▶ _DATA ENTRIES_:
↓↓↓
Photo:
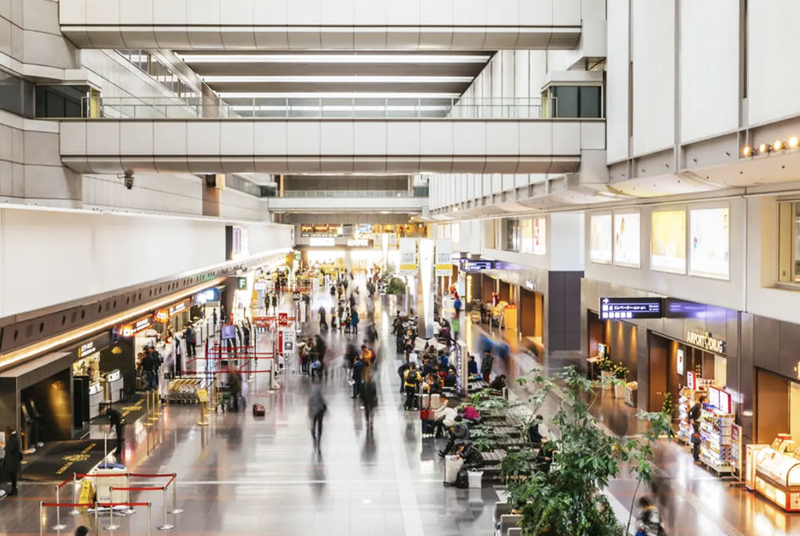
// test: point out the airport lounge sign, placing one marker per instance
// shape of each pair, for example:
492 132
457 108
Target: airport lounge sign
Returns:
706 341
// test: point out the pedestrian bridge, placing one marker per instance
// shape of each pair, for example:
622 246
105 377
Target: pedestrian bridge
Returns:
329 145
471 25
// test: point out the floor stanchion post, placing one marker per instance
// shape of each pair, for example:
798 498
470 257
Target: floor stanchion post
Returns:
175 509
165 526
58 525
74 510
111 526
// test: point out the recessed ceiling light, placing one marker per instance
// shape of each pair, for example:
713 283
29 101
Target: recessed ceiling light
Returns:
338 79
334 95
334 58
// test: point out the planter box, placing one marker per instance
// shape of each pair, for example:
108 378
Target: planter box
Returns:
604 376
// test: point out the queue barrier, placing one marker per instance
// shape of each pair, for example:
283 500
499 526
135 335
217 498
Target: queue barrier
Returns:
173 477
97 506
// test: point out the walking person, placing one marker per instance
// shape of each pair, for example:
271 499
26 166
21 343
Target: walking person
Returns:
648 521
411 381
116 423
357 376
12 463
486 366
316 412
694 418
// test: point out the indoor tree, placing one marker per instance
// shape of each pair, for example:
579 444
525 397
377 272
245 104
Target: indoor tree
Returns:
568 498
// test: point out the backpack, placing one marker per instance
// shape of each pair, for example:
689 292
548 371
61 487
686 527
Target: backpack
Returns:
462 479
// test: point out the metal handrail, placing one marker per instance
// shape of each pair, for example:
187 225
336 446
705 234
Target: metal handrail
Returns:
292 108
353 193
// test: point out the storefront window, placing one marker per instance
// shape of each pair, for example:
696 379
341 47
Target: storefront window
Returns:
789 246
512 235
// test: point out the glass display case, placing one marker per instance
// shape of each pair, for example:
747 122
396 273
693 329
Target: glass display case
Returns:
778 478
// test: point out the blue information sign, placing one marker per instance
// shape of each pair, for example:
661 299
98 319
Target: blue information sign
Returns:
631 308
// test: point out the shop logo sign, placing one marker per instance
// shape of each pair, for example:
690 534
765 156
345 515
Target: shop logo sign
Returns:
706 341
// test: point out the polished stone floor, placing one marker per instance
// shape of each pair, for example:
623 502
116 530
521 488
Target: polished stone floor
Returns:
242 475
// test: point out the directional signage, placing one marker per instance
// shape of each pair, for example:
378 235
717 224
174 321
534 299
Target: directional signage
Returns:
631 308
↑↑↑
▶ _WHAT IS REQUIRED_: Pictures are not part of the copy; reproduce everything else in the records exactly.

▶ _EXPECTED ANSWER_:
Photo:
// test: point out the airport lounge sign, placing one marker per instance
// shape of each pair, for example:
492 132
457 108
Target: airport lounge sign
Returns:
706 341
// test: point out the pedestrian bridge, placing one marker per instance
// shape of each pair, for example:
622 246
105 377
Target: pedestrian bridge
Returns:
329 145
471 25
// test: point out the floor stanchion post, placing one marker per instance
// shape of each pair, for example:
798 498
470 257
Target: floor stanchion post
Returns:
175 509
165 526
58 525
74 510
111 526
// test: point out the recessed ceiling light, placing one marker per instance
// shape of each pair, for example:
713 283
29 101
Target: recessed ceiling light
Returns:
338 79
334 95
334 58
// test: point out the planter box, placing one marker per instance
// shape of each pair, for example:
108 378
Target: planter box
Returns:
604 376
// test: point out the queue barrier, placing one marker per instance
// shape of each pair, for example:
283 500
499 526
135 335
217 498
Target: queue barrier
Returns:
173 477
97 506
// test: point out the walking person, placing one marker per instance
// shape of each pair, for example:
271 499
26 166
21 343
Target: walking person
Returns:
648 521
411 381
116 423
357 376
12 463
486 366
316 412
694 418
// test: point out the indoor tree, placing one marker per instance
// shape of each pair, for example:
579 444
525 397
377 272
245 104
Target: indoor tree
Returns:
568 498
// test: point out the backpack, placing one marker per instance
// shape of each pair, for example:
689 292
548 371
61 487
686 527
Target: backpack
Returns:
462 479
// test: point out the metal handrail, placing one marker per instance
// shape of each pair, for example:
187 225
336 446
705 234
Target: metal handrail
Returns:
292 108
353 193
// test: point out the storefront window, placing one marker per instance
// shape of each pair, for example:
696 379
341 47
Target: storefront window
Returns:
789 246
512 235
// test: point out the glass display case, placing one marker per instance
// shape of each pair, for example:
747 122
396 273
693 329
Target: glass display case
Returns:
778 478
// test: point out the blue information sign, placing one marker per instance
// shape of each pair, for example:
661 299
98 319
Target: blue information sign
Returns:
631 308
// test: point out the shop logo sign, placing one marker per instance
// shape of each pair, for example:
690 534
765 156
345 515
Target: shop logo sign
Returns:
706 341
// test: point out the polished stone floor, placing one marker per instance
// shape of each pair, for example:
623 502
116 530
521 488
Target: polished stone floor
Returns:
242 475
// test: point out the directional signage, placing one marker per instance
// shape of each pair, for example:
378 235
717 224
174 321
534 299
Target: directional signage
Returns:
631 308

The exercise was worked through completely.